Start of Text

However he also disclosed that year on year, the dalasi moderately depreciated against all major trading currencies except for the US dollar.

“It weakened against the euro, pound and CFA by 8.3 percent, 11.1 percent and 8.1 percent respectively but strengthened against the US dollar by 0.6 percent,” he added.

Domestic debt increases

According to the country’s apex bank the outstanding domestic debt stock increased to D36.5 billion in the first eight months of 2021 relative to D33.5 billion in the comparative period in 2020.

Governor Saidy also reported that security yields on the domestic debt market continue to trend downwards from a year ago in line with the expansionary monetary policy stance of the Bank.

The yields on the 91-day, 182–day and 364-day treasury bills decreased to 2.28 percent, 2.25 percent, and 2.97 percent respectively at the end of August from 3.57 percent, 5.50 percent and 8.52 percent in the same period of 2020.

End of Text
Start of Data extracts

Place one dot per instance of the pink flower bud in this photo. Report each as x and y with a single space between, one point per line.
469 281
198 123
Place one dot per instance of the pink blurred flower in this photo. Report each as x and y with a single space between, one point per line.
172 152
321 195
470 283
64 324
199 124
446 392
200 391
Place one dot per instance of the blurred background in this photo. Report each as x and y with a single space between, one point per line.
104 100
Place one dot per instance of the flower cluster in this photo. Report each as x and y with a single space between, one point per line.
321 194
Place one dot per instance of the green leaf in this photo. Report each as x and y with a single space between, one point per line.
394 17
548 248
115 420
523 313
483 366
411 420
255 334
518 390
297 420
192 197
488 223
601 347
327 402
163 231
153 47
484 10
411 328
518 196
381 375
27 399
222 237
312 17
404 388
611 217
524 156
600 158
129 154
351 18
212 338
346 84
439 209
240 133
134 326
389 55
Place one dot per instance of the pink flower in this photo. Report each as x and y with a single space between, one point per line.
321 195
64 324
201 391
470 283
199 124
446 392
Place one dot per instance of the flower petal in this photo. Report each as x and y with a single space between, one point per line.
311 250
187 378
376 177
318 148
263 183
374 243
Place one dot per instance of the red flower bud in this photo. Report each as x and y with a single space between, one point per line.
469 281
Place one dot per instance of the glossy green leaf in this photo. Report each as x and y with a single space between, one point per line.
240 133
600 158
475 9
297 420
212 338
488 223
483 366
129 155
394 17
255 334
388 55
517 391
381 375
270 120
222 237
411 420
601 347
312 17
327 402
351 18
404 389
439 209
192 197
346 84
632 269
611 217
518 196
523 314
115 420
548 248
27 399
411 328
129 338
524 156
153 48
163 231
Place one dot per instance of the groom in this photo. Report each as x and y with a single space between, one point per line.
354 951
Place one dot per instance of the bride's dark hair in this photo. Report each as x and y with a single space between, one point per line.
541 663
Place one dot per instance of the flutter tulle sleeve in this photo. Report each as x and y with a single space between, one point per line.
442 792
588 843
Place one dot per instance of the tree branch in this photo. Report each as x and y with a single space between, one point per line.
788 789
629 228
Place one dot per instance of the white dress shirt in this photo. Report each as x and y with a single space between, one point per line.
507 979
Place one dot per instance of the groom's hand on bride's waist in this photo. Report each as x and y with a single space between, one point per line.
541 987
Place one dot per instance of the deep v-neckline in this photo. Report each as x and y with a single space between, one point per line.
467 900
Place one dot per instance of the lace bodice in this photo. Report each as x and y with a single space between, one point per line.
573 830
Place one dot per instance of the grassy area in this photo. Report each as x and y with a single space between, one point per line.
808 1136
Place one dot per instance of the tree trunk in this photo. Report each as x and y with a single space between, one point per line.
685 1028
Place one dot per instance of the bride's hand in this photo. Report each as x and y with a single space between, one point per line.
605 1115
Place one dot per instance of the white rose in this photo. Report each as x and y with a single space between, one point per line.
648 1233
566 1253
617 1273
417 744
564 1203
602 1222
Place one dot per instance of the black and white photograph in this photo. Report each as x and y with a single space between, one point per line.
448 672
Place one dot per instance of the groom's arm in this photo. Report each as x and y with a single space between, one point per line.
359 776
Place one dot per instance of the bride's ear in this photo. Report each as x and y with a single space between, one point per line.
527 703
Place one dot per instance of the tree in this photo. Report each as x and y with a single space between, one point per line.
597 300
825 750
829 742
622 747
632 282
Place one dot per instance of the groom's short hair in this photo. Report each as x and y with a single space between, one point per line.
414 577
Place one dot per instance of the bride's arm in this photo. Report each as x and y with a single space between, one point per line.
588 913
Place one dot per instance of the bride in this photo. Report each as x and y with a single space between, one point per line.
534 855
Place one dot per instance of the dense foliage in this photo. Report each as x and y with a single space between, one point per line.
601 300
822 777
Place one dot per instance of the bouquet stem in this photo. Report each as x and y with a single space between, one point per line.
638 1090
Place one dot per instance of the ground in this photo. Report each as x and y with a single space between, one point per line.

End of Data extracts

Check your understanding:
1 – According to the text on the dalasi and domestic debt, what was the outstanding domestic debt stock in the first eight months of 2021?
2 – Translate this sentence from the text on the dalasi and domestic debt into Spanish: "Governor Saidy also reported that security yields on the domestic debt market continue to trend downwards from a year ago in line with the expansionary monetary policy stance of the Bank."

Answers below:
1 – D36.5 billion

2 – El gobernador Saidy también informó que los rendimientos de los valores en el mercado de deuda interna siguen una tendencia a la baja con respecto a hace un año, en línea con la postura expansiva de política monetaria del Banco.